**WHAT IS EXPECTED:** In the data below, one line contains "The exact mask" and a later one contains "positive clicks: (148, 75)". Print both, with every line between them, exactly and alone.

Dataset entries
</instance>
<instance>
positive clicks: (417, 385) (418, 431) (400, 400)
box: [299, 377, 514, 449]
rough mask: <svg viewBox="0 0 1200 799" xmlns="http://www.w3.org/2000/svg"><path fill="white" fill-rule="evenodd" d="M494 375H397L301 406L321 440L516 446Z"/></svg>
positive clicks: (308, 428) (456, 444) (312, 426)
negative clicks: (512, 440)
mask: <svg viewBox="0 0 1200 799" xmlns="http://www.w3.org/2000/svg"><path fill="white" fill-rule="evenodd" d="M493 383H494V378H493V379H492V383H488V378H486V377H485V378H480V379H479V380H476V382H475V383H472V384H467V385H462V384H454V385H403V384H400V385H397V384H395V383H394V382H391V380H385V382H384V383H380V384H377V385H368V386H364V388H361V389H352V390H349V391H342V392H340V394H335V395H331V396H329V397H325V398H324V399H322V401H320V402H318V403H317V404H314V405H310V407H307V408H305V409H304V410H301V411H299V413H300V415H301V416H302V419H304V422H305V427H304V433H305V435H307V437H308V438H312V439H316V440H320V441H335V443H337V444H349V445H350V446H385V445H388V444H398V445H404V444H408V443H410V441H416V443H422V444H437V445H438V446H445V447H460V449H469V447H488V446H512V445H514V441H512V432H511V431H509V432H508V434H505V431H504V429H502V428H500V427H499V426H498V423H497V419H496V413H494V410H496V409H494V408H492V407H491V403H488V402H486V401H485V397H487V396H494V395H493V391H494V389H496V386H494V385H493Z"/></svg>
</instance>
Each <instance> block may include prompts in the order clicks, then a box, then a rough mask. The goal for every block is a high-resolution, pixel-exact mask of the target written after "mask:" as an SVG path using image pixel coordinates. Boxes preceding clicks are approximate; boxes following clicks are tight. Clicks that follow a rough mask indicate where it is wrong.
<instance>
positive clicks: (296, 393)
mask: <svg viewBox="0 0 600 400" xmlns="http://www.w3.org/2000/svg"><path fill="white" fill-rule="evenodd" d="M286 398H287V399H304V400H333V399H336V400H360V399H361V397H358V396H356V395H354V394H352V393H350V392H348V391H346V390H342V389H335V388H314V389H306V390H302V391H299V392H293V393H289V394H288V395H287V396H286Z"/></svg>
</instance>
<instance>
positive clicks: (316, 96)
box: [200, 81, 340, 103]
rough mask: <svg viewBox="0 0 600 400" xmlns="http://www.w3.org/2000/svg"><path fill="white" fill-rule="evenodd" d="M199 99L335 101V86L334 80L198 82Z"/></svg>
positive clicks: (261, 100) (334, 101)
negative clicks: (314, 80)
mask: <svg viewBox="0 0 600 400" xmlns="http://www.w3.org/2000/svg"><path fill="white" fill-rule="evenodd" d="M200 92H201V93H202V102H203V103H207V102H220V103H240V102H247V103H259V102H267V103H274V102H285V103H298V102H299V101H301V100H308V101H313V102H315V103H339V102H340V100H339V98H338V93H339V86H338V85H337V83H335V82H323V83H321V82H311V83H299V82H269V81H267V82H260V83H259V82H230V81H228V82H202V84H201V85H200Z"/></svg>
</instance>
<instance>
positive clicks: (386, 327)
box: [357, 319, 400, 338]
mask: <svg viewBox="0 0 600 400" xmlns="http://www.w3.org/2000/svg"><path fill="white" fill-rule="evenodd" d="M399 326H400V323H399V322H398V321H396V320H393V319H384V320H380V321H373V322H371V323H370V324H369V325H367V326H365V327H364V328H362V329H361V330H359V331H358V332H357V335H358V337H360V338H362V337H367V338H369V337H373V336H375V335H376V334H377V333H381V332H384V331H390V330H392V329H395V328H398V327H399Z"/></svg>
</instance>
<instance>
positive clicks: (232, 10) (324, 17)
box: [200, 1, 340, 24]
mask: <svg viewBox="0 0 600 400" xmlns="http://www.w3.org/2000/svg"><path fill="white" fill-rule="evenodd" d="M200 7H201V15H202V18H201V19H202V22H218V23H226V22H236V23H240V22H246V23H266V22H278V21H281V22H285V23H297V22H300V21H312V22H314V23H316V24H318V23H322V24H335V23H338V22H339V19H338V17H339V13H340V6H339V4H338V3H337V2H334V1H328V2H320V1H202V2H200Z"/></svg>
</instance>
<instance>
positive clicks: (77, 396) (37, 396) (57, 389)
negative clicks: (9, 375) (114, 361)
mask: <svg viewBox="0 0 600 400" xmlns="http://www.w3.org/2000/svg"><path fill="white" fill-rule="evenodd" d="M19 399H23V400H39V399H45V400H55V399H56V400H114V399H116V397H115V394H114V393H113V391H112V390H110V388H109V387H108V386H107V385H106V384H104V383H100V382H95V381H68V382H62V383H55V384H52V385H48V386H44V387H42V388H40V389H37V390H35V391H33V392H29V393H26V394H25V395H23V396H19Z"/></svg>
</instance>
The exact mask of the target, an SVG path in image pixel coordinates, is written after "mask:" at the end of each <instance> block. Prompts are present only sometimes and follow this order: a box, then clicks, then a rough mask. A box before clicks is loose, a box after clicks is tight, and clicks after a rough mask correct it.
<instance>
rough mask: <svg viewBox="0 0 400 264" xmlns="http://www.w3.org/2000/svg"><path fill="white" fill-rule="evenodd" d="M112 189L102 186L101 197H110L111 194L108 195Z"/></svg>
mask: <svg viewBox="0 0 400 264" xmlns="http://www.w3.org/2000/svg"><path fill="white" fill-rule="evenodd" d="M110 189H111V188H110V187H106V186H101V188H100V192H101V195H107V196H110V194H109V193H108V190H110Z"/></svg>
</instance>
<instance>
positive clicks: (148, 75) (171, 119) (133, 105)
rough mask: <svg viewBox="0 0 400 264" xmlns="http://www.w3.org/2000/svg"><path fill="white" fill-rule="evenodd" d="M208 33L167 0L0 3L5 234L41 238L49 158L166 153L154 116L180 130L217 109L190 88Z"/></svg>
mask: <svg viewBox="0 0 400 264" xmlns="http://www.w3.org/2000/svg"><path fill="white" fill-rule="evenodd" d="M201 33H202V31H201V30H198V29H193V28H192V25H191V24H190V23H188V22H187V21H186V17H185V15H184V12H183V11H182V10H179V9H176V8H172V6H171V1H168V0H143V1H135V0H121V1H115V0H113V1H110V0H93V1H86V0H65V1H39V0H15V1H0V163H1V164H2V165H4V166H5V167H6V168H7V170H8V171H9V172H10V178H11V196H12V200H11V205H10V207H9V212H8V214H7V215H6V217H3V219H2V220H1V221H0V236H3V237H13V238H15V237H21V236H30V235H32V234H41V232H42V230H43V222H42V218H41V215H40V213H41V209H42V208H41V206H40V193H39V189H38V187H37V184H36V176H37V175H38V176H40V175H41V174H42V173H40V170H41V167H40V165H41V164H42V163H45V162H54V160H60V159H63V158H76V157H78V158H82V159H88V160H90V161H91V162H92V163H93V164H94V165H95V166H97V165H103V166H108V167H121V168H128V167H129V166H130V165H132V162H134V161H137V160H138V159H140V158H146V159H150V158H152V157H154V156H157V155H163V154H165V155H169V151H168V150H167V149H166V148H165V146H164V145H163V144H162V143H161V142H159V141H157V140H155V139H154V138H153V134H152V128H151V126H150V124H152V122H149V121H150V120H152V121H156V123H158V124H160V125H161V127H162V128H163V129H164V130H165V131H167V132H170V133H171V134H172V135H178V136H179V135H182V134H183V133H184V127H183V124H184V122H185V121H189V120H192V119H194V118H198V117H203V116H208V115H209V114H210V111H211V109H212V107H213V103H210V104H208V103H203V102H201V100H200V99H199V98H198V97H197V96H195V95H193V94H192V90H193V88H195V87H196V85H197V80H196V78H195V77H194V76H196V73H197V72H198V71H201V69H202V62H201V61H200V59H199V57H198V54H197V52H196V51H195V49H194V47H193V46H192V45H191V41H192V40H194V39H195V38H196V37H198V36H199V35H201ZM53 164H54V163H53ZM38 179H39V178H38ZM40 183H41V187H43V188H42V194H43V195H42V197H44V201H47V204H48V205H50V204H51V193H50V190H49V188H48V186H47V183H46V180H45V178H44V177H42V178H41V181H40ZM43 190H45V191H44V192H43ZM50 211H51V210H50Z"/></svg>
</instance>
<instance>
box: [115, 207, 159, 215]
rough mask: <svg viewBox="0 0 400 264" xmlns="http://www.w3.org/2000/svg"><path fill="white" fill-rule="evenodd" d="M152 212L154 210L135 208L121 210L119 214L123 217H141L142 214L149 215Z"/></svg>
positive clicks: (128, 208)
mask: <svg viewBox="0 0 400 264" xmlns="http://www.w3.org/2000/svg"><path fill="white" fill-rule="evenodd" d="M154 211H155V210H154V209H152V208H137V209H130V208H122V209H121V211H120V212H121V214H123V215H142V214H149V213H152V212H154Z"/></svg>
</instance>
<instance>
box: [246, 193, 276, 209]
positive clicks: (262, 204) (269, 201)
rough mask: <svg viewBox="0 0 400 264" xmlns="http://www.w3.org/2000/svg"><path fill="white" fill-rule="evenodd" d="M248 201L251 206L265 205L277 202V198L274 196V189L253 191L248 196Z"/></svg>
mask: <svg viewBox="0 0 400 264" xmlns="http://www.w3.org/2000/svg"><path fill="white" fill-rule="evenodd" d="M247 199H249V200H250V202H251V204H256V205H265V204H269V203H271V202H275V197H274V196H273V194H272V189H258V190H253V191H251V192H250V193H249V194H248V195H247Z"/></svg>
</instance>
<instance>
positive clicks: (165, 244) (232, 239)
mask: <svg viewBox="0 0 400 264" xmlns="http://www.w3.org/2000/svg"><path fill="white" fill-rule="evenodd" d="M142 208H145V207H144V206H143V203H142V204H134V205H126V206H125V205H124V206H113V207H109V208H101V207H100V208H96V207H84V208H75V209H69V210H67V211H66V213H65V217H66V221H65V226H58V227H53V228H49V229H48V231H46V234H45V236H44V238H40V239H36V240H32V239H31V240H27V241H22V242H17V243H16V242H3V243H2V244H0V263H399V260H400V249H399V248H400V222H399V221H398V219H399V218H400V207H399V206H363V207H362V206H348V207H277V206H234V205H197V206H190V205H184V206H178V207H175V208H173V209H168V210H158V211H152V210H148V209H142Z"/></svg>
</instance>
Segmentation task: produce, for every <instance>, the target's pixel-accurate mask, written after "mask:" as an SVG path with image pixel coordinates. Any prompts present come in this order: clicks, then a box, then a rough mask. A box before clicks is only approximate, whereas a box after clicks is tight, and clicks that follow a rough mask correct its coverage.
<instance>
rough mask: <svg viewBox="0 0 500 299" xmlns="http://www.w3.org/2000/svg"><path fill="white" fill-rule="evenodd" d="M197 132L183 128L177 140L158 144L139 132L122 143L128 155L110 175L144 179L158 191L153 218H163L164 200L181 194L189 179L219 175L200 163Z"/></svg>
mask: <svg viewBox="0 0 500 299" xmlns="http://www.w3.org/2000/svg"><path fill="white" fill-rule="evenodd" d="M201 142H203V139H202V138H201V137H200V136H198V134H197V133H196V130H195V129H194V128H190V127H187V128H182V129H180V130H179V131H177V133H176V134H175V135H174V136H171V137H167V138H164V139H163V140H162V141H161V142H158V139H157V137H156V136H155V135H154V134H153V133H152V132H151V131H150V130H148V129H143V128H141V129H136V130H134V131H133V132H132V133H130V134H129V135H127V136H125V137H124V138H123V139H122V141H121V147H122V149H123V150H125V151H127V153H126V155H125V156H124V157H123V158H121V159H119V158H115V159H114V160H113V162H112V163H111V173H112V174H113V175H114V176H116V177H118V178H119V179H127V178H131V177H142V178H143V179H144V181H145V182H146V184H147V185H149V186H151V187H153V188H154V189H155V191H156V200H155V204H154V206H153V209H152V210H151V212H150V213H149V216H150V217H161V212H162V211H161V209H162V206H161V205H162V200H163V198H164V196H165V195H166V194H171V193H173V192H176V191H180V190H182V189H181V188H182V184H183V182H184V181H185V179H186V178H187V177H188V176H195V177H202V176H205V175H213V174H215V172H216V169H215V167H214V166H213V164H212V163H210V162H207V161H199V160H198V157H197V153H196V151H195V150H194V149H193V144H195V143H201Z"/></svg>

**ANSWER TO THIS EXERCISE:**
The exact mask of the target, an SVG path in image pixel coordinates, is written after "mask:" at the end of each <instance> block. Prompts are present only sometimes and follow this order: a box, then clicks, then a rough mask. A box before clicks is loose, a box after clicks is tight, and clicks after a rough mask correct it.
<instance>
rough mask: <svg viewBox="0 0 400 264" xmlns="http://www.w3.org/2000/svg"><path fill="white" fill-rule="evenodd" d="M112 189L102 186L101 197H110L111 194L108 195Z"/></svg>
mask: <svg viewBox="0 0 400 264" xmlns="http://www.w3.org/2000/svg"><path fill="white" fill-rule="evenodd" d="M110 189H111V188H110V187H106V186H101V188H100V192H101V195H107V196H110V194H109V193H108V190H110Z"/></svg>
</instance>
<instance>
positive clicks: (148, 75) (171, 119) (133, 105)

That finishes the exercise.